● Work to complete
Pull out every line of the data below that contains the word "clicks" and copy each such line in full.

● Data to use
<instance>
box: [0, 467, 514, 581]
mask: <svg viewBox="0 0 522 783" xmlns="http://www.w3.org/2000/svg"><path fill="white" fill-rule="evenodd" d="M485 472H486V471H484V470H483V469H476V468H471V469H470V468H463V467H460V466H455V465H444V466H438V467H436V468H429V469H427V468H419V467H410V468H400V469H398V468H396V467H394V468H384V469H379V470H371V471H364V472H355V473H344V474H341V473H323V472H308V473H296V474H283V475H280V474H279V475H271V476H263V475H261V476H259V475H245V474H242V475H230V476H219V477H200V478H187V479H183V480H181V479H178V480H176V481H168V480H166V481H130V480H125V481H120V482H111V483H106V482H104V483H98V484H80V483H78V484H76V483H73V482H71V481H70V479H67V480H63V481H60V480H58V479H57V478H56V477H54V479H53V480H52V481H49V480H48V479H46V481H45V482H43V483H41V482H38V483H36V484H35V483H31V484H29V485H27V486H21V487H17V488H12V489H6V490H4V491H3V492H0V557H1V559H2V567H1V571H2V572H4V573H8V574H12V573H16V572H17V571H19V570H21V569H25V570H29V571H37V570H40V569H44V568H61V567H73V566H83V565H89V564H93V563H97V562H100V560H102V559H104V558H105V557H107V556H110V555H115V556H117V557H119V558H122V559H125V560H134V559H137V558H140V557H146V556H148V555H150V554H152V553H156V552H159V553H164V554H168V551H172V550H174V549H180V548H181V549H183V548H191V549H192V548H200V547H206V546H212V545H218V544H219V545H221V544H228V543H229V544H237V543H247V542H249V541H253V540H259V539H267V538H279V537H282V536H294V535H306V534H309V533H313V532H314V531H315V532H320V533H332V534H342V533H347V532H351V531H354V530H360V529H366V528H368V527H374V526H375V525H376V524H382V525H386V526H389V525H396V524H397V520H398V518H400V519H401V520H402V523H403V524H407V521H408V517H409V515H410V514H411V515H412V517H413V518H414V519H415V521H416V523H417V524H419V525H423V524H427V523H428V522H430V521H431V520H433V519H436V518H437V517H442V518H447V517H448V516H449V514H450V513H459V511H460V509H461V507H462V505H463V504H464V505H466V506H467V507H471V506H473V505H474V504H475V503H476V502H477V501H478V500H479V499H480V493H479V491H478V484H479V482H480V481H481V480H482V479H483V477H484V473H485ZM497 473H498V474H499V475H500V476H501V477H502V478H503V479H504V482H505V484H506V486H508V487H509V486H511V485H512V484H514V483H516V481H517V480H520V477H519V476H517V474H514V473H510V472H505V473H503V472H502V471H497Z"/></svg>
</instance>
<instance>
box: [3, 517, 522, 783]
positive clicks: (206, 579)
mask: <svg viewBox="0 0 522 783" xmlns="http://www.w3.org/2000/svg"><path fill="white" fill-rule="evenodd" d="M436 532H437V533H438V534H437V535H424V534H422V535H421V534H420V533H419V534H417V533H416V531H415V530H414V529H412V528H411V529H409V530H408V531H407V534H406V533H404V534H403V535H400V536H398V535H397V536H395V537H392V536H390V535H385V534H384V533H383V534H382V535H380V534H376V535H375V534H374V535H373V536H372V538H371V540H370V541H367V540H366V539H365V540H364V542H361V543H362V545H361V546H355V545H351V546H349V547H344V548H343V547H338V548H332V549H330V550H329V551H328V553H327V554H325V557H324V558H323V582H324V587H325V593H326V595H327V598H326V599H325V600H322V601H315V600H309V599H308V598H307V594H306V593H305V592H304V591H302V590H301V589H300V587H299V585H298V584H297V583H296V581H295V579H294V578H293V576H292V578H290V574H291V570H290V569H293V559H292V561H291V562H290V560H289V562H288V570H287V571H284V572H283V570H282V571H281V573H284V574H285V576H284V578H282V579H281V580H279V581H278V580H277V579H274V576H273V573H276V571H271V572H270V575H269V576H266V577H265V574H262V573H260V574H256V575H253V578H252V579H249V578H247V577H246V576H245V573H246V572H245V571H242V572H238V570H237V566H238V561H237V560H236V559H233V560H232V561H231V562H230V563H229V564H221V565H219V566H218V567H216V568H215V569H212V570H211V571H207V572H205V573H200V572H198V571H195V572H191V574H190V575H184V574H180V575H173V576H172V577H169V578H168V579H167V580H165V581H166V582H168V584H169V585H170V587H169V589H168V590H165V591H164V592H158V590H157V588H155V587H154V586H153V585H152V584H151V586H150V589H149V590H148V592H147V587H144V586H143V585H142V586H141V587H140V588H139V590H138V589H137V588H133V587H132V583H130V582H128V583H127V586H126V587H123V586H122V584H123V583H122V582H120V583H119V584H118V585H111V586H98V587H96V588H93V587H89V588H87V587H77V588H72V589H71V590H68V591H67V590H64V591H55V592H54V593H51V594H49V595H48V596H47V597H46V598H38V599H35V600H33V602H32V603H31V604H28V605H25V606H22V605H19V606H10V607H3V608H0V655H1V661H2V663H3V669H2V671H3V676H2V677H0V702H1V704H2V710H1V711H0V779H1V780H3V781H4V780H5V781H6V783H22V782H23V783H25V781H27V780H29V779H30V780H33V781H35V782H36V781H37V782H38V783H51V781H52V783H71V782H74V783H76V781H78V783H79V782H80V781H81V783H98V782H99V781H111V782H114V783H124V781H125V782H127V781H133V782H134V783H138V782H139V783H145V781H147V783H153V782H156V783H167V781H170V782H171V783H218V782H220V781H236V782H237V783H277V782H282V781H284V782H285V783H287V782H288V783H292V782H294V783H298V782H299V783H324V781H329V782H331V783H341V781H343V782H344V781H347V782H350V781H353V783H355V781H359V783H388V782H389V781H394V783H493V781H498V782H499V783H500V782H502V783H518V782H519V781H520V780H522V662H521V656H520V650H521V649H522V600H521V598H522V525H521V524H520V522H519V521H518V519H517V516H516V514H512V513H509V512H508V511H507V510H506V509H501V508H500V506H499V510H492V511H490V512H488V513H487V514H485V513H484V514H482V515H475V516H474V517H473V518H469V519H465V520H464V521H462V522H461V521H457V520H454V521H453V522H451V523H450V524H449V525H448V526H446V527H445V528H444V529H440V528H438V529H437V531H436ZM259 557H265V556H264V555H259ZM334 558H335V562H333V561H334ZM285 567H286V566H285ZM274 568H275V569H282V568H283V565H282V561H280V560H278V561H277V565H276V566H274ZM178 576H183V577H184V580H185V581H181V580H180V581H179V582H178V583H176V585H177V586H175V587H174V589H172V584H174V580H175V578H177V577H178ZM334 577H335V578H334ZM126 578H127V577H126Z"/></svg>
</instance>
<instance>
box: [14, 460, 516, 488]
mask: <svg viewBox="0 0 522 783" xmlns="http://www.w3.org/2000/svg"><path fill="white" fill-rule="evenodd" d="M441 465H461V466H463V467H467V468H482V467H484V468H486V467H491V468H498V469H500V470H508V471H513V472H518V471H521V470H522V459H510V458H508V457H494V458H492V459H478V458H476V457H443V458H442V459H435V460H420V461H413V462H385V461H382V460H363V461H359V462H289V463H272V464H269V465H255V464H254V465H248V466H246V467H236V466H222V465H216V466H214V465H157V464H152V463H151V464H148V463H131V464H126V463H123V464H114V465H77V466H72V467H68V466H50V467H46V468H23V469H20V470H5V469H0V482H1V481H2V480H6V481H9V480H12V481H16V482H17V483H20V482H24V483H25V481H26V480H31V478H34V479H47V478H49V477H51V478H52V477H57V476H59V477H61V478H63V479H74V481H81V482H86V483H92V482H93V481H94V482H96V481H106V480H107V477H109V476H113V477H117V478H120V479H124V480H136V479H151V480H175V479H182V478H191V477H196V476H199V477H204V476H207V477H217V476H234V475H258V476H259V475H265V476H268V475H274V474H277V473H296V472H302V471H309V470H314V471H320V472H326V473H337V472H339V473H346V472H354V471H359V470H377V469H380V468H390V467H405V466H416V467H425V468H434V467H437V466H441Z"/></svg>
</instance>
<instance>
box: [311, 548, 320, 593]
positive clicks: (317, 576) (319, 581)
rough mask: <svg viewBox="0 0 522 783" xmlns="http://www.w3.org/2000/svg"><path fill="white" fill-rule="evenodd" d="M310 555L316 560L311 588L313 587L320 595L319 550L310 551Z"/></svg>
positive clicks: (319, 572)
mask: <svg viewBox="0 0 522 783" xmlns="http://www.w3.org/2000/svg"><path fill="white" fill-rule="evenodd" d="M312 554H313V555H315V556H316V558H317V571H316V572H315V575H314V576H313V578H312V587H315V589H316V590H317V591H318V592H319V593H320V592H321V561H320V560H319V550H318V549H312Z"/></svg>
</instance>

● Response to the task
positive clicks: (206, 579)
positive clicks: (317, 576) (319, 581)
positive clicks: (319, 572)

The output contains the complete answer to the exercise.